• [Условия задания]: Замените во всём материале «Query» на «Target» и перепишите строки, больше ничего не меняя.

• [Извлечённые записи]:
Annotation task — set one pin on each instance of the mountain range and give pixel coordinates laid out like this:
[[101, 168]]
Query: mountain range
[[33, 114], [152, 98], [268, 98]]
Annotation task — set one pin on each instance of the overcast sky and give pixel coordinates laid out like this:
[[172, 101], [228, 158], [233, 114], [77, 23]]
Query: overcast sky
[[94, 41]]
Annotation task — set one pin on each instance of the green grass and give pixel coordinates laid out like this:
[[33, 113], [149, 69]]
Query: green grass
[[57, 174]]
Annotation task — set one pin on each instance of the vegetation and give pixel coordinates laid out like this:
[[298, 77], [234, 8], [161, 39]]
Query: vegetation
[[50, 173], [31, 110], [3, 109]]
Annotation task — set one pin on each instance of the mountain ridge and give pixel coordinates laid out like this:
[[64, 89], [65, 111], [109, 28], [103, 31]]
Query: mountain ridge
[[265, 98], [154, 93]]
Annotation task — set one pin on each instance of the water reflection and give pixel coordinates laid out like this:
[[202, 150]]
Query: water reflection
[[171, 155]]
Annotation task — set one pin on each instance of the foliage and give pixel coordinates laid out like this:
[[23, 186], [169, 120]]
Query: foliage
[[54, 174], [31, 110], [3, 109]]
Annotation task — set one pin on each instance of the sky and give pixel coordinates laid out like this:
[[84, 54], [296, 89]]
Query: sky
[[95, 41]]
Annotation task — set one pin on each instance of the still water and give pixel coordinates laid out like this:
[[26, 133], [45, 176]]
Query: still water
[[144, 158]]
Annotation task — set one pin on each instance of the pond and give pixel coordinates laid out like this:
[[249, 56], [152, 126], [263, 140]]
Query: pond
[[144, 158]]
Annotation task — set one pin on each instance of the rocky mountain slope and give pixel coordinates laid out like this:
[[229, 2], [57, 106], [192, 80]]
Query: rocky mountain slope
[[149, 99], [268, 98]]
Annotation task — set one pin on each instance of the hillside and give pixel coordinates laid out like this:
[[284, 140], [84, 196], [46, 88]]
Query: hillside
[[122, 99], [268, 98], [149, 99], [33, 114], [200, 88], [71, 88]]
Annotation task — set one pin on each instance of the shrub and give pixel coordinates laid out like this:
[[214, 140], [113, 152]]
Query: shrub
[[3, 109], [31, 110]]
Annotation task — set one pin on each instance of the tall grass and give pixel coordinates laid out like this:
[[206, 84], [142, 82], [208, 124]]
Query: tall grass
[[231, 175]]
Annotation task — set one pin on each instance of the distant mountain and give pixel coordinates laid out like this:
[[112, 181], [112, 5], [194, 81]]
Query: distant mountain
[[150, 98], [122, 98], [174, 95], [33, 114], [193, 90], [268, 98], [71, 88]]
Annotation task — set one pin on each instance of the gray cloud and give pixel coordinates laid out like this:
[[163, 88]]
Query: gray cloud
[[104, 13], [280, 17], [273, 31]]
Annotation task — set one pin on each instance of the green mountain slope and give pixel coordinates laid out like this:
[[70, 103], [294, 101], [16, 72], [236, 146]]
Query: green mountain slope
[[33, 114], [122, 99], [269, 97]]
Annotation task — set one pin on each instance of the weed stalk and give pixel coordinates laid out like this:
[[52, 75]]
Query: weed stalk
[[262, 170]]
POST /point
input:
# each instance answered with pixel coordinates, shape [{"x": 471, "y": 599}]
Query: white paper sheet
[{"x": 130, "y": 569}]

• [Полный ответ]:
Annotation task — set one pin on each instance of the mountain range and give pixel coordinates laid out like this:
[[101, 168]]
Target: mountain range
[[33, 114], [152, 98], [268, 98]]
Annotation task — set one pin on each instance of the overcast sky and give pixel coordinates laid out like this:
[[172, 101], [228, 158], [233, 114], [77, 23]]
Target: overcast sky
[[94, 41]]
Annotation task — set one pin on each instance of the green grass and give pixel coordinates laid out like this:
[[33, 113], [149, 69]]
Target: green grass
[[57, 174]]
Annotation task — set one pin on each instance of the vegetation and give pixel coordinates laid out like this:
[[298, 77], [234, 8], [161, 39]]
Target: vegetation
[[50, 173], [31, 110], [3, 109]]
Annotation task — set one pin on each instance of the mountain ridge and give pixel coordinates laid out like this:
[[64, 89], [65, 111], [109, 28], [103, 31]]
Target: mountain ridge
[[265, 98], [154, 93]]
Annotation task — set one pin on each instance of the water reflection and give pixel coordinates laid out like this:
[[202, 150]]
Target: water reflection
[[171, 155]]
Annotation task — set one pin on each instance of the foliage and give pixel coordinates laid out like this:
[[23, 186], [169, 120]]
Target: foliage
[[54, 174], [31, 110], [3, 109]]
Annotation task — set one pin on each instance of the sky and give pixel coordinates laid out like this:
[[84, 54], [296, 89]]
Target: sky
[[95, 41]]
Annotation task — set one pin on each instance of the still water and give pixel coordinates laid out like this:
[[26, 133], [45, 176]]
Target: still water
[[144, 158]]
Annotation task — set one pin on each instance of the pond and give pixel coordinates laid out like this:
[[249, 56], [152, 126], [263, 140]]
Target: pond
[[144, 158]]
Annotation task — set one pin on each instance of the rocky mountain slope and give pixel coordinates laid out like this:
[[229, 2], [57, 106], [192, 80]]
Target: rocky mountain slope
[[149, 99], [268, 98]]
Annotation task — set one pin on each instance of the hillside and give pixel coordinates laid out like this:
[[284, 140], [84, 196], [46, 88]]
Target: hillside
[[122, 99], [268, 98], [149, 99], [33, 114], [200, 88], [71, 88]]
Annotation task — set one pin on each instance of the shrub and give pixel coordinates laid out like this:
[[214, 140], [113, 152]]
Target: shrub
[[3, 109], [31, 110]]
Annotation task — set one pin on each instance of the tall grass and give pixel coordinates laid out like this:
[[206, 84], [142, 82], [208, 124]]
Target: tall grass
[[231, 175]]
Annotation task — set one pin on each instance of the distant mountain and give pixel coordinates laid out like this:
[[112, 181], [112, 5], [194, 81]]
Target: distant mountain
[[150, 98], [122, 98], [174, 95], [33, 114], [193, 90], [268, 98], [71, 88]]
Annotation task — set one pin on each instance of the gray cloud and give pixel coordinates laid out like this:
[[163, 88]]
Target: gray cloud
[[104, 13], [280, 17], [273, 31]]
Annotation task — set one pin on each instance of the green mountain slope and give pixel coordinates laid out like this:
[[70, 103], [294, 101], [16, 72], [236, 146]]
Target: green mountain slope
[[33, 114], [122, 99], [269, 97]]
Annotation task — set one pin on each instance of the weed stalk and give pixel coordinates laid out like this:
[[52, 75]]
Target: weed stalk
[[262, 170]]
POST /point
input:
# each instance answered with pixel coordinates, shape [{"x": 471, "y": 599}]
Target: white paper sheet
[{"x": 130, "y": 569}]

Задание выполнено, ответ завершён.